Avec un peu moins d’une centaine de mètres dans cette galerie Mélusine, l’aventure fût de courte durée, mais offre toutefois une jonction inattendue. Par ailleurs, et d’un point de vue plutôt pratique et objectif, on peut aussi dire qu'elle a permis de liquider 2 galeries pour le prix d’une !...


Pendant ce temps, Sébastien s’est changé afin d'être au sec pour travailler, le travail de relevé peut commencer !

Le plancher de la galerie Clochette n'est, de loin, pas très accueillant; en effet, il est très découpé, dans le même genre que la galerie des épées, mais en taille beaucoup plus réduite, ce qui fait qu'il n'est pas possible de se tenir debout et c'est à 4 pattes que l'on doit se mouvoir ; gare aux déchirures sur ces lames acérées !

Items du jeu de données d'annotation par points
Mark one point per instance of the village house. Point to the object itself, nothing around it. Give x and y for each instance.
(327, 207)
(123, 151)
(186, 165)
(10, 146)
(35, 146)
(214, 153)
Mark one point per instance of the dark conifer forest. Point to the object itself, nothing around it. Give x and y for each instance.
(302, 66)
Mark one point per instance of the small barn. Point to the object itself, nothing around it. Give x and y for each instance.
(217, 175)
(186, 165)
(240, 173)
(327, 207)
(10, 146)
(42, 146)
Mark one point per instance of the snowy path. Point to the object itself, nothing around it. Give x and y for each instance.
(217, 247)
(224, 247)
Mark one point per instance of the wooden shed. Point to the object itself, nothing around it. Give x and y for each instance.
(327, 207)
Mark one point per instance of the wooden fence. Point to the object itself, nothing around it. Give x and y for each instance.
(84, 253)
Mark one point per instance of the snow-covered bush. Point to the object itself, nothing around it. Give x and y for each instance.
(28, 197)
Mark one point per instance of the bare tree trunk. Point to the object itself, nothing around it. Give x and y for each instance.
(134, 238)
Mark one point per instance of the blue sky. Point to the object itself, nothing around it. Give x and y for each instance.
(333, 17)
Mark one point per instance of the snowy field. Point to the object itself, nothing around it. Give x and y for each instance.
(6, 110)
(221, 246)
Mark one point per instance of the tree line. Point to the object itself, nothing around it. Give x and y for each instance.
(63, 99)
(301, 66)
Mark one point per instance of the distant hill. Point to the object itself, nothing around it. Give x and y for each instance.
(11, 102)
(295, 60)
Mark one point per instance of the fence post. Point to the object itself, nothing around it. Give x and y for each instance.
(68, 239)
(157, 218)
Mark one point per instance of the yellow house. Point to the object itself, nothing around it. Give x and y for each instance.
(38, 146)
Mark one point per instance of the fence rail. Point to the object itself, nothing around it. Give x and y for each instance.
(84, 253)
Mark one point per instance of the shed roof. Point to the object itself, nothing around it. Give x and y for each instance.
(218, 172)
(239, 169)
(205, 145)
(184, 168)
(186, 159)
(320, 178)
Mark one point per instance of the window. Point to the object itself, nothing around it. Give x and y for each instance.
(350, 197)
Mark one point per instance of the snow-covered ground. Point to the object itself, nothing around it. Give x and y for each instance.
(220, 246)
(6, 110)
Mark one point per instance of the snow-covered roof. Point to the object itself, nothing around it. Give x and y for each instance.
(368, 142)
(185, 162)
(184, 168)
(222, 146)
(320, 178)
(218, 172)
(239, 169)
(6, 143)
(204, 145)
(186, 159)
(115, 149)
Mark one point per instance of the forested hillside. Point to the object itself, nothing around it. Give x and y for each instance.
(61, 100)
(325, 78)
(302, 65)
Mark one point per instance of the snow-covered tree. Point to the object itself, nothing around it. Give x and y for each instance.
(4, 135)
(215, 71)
* * *
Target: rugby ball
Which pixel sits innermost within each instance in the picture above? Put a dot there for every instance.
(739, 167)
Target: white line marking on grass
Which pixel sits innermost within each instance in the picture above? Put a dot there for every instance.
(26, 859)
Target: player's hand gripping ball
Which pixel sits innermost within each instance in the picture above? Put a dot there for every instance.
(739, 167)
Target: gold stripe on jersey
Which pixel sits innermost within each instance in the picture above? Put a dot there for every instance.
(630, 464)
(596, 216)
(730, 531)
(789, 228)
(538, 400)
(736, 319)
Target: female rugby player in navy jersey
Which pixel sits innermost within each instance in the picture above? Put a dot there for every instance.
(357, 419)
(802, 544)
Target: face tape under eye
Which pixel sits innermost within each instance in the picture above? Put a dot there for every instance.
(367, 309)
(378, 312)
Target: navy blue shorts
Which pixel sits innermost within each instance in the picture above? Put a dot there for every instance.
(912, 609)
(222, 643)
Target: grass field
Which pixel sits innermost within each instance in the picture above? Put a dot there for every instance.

## CONSIGNE 1
Pouvez-vous citer le passage fourni, en commençant à « Avec un peu » et en terminant à « prix d’une !... » ?
## CONSIGNE 2
Les affirmations suivantes concordent-elles avec le passage fourni ? Pour chacune, répondez par oui ou par non et citez les mots du passage qui tranchent.
(a) La galerie Mélusine fait un peu moins d'une centaine de mètres.
(b) Dans la galerie Clochette, on peut se tenir debout.
(c) Sébastien s'est changé pour être au sec pendant le travail.

## RÉPONSE COMPLÈTE 1
Avec un peu moins d’une centaine de mètres dans cette galerie Mélusine, l’aventure fût de courte durée, mais offre toutefois une jonction inattendue. Par ailleurs, et d’un point de vue plutôt pratique et objectif, on peut aussi dire qu'elle a permis de liquider 2 galeries pour le prix d’une !...

## RÉPONSE COMPLÈTE 2
(a) Oui : « Avec un peu moins d’une centaine de mètres dans cette galerie Mélusine »
(b) Non : « il n'est pas possible de se tenir debout »
(c) Oui : « Sébastien s’est changé afin d'être au sec pour travailler »